## [BRIEF]
Take the line that has "Retail shelf-audit station: indicate every instance of the metal" in it and every line after it to the end of the entries, and reproduce them exactly.
==== EXTRACTED MATERIAL
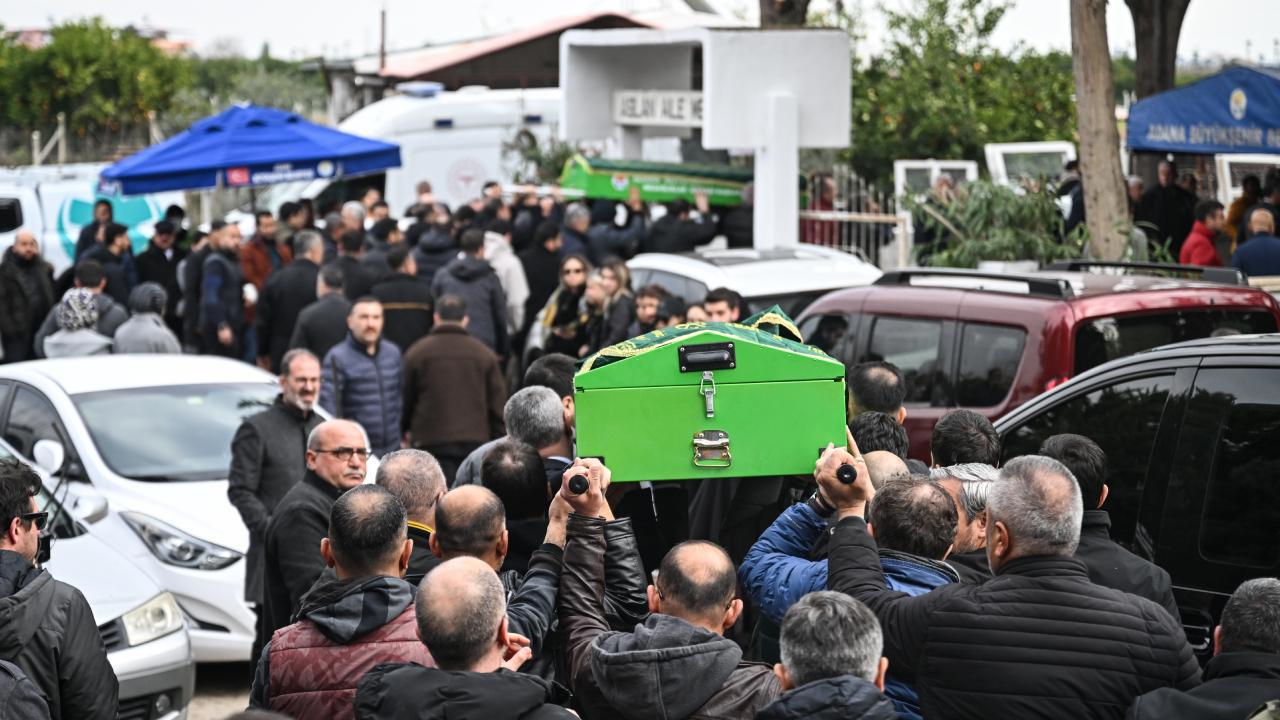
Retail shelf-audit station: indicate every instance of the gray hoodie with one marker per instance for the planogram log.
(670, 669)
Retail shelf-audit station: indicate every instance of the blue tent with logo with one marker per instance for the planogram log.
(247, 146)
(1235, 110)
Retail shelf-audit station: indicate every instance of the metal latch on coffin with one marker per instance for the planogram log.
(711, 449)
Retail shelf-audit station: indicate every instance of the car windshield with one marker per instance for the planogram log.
========
## [EXERCISE OUTPUT]
Retail shelf-audit station: indicate every instance of the metal latch on coffin with one marker per instance for the planogram log.
(711, 449)
Retail shelf-audit station: indicate every instance of the car windshield with one marker per instance for the planogram log.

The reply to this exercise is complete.